Instructions for the task - Using the entries that follow, report the number of lines that include the string "below", without any other text.
Start of Available data
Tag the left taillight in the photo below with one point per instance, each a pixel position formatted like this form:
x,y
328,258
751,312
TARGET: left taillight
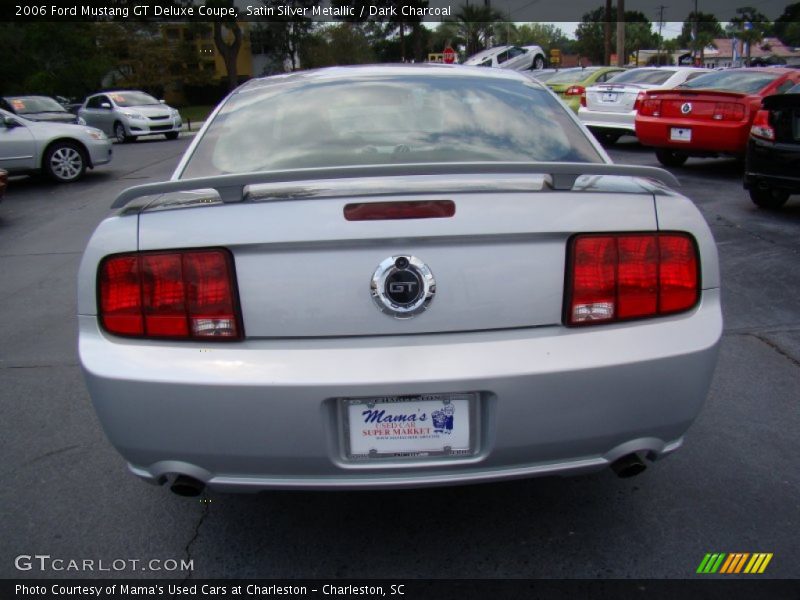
x,y
185,294
617,277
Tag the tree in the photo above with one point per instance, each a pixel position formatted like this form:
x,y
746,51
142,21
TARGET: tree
x,y
287,34
589,34
706,23
229,42
787,26
750,26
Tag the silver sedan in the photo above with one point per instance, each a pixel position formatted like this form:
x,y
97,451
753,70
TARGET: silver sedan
x,y
61,151
383,277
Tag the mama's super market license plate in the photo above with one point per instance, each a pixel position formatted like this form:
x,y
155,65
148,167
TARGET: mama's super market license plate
x,y
680,134
410,426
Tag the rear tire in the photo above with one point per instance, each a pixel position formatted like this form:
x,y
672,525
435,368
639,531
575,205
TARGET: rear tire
x,y
671,158
768,198
64,162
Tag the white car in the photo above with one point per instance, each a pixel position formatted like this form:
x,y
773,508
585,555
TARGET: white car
x,y
126,115
516,58
610,110
62,151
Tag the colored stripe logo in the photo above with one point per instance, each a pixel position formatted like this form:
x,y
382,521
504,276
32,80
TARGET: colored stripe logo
x,y
734,562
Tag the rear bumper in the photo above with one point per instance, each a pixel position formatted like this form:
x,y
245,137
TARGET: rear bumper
x,y
263,413
708,137
773,165
618,121
154,128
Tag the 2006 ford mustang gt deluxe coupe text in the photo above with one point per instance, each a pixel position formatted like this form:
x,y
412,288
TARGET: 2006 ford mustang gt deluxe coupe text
x,y
395,277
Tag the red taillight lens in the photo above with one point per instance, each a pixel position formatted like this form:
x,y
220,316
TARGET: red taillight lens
x,y
650,107
639,99
728,111
616,277
188,294
762,128
389,211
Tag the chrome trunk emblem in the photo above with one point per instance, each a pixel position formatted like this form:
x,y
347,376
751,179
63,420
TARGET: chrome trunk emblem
x,y
403,286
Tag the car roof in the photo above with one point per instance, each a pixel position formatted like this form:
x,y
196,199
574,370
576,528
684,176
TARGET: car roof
x,y
382,71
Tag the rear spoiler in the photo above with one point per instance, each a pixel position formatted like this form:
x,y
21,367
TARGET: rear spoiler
x,y
231,188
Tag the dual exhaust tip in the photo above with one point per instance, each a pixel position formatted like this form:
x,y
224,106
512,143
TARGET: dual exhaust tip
x,y
629,465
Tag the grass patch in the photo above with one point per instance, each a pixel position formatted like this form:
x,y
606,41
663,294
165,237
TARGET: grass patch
x,y
195,114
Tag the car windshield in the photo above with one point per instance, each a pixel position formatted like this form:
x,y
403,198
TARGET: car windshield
x,y
646,76
732,81
411,119
28,105
571,76
133,99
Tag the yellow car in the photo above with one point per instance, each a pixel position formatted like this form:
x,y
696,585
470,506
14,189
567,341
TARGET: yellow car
x,y
570,85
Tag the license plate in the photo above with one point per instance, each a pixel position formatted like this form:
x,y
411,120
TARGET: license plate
x,y
680,134
410,426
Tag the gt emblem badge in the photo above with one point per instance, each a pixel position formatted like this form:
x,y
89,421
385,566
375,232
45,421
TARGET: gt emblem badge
x,y
403,286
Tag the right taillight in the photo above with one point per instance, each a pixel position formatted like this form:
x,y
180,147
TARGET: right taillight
x,y
649,107
639,99
616,277
761,126
186,294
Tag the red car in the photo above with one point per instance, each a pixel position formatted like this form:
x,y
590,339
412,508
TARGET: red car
x,y
710,115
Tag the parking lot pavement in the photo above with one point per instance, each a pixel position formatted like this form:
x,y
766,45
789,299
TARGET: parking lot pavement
x,y
733,487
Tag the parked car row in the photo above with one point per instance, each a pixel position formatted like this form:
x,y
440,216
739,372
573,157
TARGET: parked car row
x,y
748,113
37,134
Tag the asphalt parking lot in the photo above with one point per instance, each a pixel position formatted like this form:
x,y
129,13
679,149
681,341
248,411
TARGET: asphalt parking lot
x,y
734,487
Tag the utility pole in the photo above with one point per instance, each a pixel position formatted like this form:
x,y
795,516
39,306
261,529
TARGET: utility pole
x,y
607,34
660,25
695,28
621,58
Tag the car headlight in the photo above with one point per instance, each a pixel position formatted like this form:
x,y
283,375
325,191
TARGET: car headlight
x,y
95,134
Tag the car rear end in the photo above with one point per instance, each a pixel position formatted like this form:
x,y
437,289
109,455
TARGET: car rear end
x,y
611,107
570,86
708,116
281,343
773,150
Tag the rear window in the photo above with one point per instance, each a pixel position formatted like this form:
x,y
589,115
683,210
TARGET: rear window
x,y
646,76
279,124
571,76
747,82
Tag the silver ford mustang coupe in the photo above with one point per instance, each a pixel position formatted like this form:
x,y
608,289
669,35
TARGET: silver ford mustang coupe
x,y
397,276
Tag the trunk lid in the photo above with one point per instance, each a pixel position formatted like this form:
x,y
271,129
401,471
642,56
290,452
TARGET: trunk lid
x,y
614,98
303,270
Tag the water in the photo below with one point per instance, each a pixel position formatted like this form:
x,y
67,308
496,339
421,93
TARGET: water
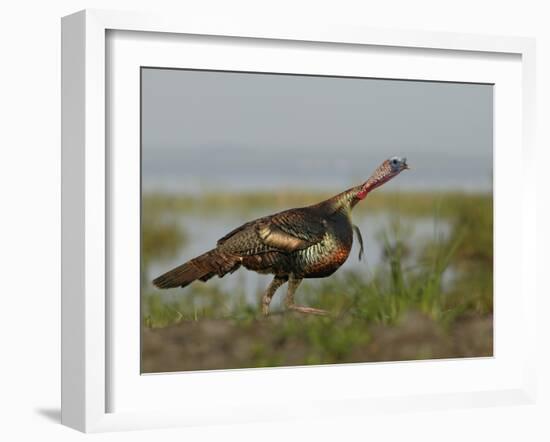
x,y
204,231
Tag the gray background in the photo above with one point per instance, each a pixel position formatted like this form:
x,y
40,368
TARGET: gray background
x,y
205,131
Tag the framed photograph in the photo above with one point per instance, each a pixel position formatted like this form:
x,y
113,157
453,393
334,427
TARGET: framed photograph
x,y
278,222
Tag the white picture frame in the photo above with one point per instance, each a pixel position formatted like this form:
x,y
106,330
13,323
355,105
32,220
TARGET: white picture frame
x,y
87,205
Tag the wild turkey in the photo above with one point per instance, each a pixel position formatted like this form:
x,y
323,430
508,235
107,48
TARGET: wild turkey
x,y
306,242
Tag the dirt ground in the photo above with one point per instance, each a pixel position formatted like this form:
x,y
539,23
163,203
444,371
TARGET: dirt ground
x,y
223,344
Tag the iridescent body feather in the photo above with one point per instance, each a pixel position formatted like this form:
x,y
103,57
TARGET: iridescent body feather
x,y
306,242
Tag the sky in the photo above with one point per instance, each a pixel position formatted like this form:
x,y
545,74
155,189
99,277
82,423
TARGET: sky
x,y
206,130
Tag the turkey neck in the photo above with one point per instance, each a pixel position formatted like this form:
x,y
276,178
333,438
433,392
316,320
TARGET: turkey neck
x,y
345,201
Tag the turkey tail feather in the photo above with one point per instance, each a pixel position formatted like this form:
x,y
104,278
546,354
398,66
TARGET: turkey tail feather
x,y
202,267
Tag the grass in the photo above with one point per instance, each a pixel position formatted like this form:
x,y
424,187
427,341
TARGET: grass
x,y
445,286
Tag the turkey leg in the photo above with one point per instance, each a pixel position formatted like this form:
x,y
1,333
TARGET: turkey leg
x,y
293,284
277,282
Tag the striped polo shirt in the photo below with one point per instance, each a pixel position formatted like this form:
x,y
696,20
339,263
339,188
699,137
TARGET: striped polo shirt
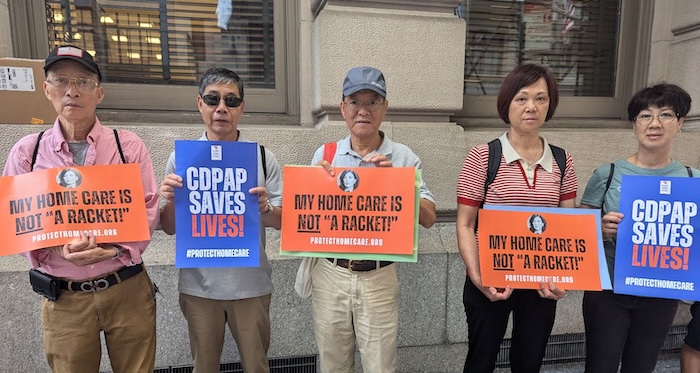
End of Available data
Response to this exercise - 3